__EXERCISE DIRECTIONS__: Count the lines in the data below that contain the string "yellow", with case taken into account. Reply with only that number.

__DATASET ROWS__:
====================
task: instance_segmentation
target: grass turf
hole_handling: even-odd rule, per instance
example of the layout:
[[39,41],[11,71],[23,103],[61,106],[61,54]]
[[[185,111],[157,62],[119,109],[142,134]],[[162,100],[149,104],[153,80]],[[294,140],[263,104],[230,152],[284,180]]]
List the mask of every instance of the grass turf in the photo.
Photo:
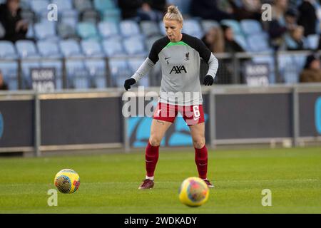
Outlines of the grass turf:
[[[209,151],[208,177],[215,185],[208,201],[182,204],[178,188],[197,175],[192,150],[161,152],[153,190],[138,190],[144,153],[0,159],[0,213],[321,213],[321,148]],[[47,191],[63,168],[81,177],[79,190]],[[272,207],[263,207],[263,189]]]

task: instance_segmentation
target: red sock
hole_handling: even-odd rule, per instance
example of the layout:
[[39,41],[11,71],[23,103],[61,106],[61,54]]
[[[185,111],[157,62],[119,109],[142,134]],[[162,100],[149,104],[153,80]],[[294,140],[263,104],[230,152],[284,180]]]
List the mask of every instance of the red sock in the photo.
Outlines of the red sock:
[[158,147],[153,147],[149,143],[147,145],[145,158],[146,163],[146,175],[148,177],[153,177],[156,163],[158,160]]
[[198,167],[198,177],[206,179],[208,174],[208,149],[204,145],[201,149],[195,148],[195,162]]

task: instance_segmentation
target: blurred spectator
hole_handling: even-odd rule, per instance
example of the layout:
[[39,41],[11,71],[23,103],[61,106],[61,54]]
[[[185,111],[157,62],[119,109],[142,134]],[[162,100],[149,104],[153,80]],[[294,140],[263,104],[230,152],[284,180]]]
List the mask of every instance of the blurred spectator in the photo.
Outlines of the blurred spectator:
[[161,21],[166,0],[118,0],[123,19],[137,21]]
[[312,0],[304,0],[298,10],[300,16],[297,24],[305,28],[305,36],[317,33],[317,17],[315,8],[312,5]]
[[7,0],[0,5],[0,22],[6,31],[4,40],[15,42],[26,38],[28,24],[22,19],[19,0]]
[[307,57],[303,71],[300,75],[302,83],[321,82],[321,66],[320,58],[315,54]]
[[8,90],[8,86],[4,81],[4,76],[2,75],[2,72],[0,70],[0,90]]
[[233,14],[218,9],[217,0],[192,0],[190,3],[190,14],[203,19],[220,21],[223,19],[231,19]]
[[244,49],[235,41],[232,28],[227,26],[222,26],[224,34],[224,43],[225,52],[235,53],[243,52]]
[[243,19],[254,19],[260,21],[261,19],[260,0],[242,0],[240,4],[237,4],[235,0],[228,0],[235,18],[238,21]]
[[213,27],[202,38],[202,41],[214,53],[225,52],[224,36],[220,27]]
[[285,13],[287,33],[285,35],[287,50],[304,50],[304,28],[297,24],[298,13],[294,9],[289,9]]

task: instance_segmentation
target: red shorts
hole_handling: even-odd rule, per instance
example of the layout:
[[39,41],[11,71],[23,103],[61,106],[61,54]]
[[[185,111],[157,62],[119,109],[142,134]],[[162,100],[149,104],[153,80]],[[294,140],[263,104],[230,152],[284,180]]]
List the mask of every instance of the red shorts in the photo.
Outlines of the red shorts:
[[189,126],[204,123],[204,112],[202,105],[182,106],[158,103],[153,118],[173,123],[178,112]]

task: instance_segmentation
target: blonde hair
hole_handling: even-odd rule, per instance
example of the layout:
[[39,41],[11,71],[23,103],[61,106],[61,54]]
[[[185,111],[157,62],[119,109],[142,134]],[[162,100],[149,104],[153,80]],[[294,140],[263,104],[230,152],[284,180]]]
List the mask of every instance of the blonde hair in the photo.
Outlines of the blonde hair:
[[163,20],[175,20],[183,24],[183,16],[178,7],[175,6],[169,6],[167,8],[167,13],[165,14]]

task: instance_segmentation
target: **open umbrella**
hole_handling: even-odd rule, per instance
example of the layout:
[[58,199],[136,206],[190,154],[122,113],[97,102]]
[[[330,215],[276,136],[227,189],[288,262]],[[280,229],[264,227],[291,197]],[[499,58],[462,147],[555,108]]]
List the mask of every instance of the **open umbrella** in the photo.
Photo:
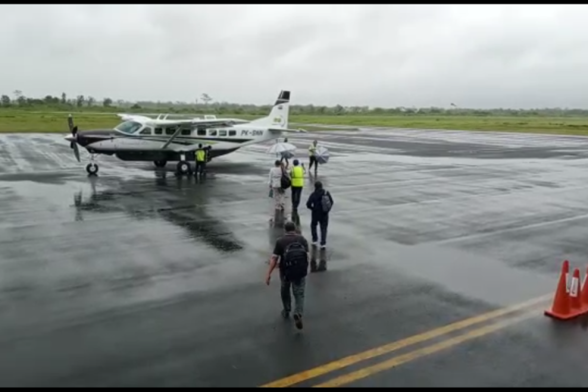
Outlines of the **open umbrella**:
[[282,158],[289,159],[294,156],[296,146],[291,143],[282,142],[272,145],[268,149],[268,153],[275,154]]
[[319,163],[321,165],[326,163],[329,162],[329,150],[326,147],[319,146],[315,153],[315,156],[316,157],[316,162]]

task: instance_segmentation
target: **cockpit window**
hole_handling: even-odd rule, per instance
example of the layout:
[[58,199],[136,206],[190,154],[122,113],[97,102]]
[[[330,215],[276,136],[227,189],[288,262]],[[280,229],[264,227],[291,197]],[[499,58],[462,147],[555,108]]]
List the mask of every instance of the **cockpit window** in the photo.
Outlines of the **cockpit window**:
[[115,129],[123,133],[134,133],[143,126],[141,123],[136,121],[125,121],[121,123],[114,128]]

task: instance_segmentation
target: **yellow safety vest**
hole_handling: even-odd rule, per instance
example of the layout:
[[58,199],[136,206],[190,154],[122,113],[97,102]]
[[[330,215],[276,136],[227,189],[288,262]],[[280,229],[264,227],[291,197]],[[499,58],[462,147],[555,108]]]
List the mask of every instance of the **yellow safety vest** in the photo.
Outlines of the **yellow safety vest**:
[[301,188],[304,185],[304,172],[300,166],[294,166],[292,170],[292,186]]
[[315,152],[316,151],[316,146],[315,145],[310,145],[308,148],[308,155],[309,156],[312,156],[315,155]]

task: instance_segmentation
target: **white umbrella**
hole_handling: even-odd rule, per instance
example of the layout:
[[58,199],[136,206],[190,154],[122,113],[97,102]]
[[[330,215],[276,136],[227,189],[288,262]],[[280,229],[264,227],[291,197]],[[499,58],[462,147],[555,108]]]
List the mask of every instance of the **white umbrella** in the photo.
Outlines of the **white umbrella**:
[[284,158],[291,158],[294,156],[296,146],[291,143],[282,142],[272,145],[268,149],[268,153],[275,154]]
[[319,163],[321,165],[326,163],[329,162],[329,150],[326,147],[319,146],[316,149],[315,156],[316,157],[316,162]]

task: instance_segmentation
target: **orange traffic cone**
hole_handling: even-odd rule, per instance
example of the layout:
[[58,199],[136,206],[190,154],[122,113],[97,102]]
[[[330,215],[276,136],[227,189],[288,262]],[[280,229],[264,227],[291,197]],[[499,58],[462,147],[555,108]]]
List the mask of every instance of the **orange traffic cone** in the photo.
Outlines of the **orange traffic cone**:
[[[545,311],[546,316],[557,320],[569,320],[577,316],[572,311],[570,297],[567,293],[568,287],[566,278],[569,276],[569,270],[570,262],[566,260],[562,264],[562,273],[559,276],[559,282],[557,283],[557,288],[556,289],[555,296],[553,297],[553,304],[552,306],[551,309]],[[579,273],[580,271],[578,271],[579,276]],[[572,280],[573,283],[573,278]],[[570,284],[570,291],[572,291],[571,289],[572,285]]]
[[582,307],[582,313],[588,313],[588,286],[586,281],[588,280],[588,268],[586,269],[584,281],[582,282],[582,291],[580,294],[580,303]]
[[580,316],[582,314],[582,304],[580,300],[582,289],[580,287],[580,270],[574,269],[574,273],[572,276],[572,282],[570,283],[570,311],[574,316]]

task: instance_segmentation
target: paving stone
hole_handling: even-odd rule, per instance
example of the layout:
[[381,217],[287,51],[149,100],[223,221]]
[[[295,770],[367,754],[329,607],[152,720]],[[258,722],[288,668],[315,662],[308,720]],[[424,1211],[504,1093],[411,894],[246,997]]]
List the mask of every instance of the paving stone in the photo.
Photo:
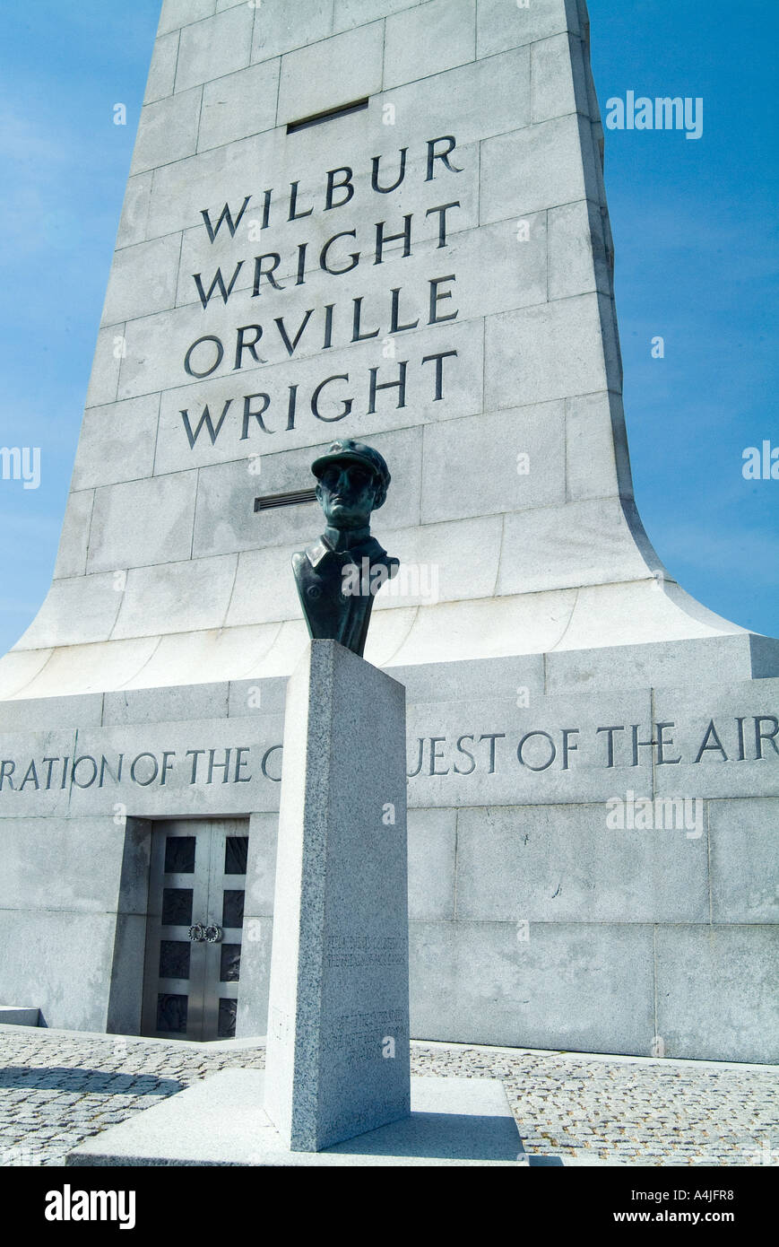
====================
__EXERCISE OUTPUT__: 3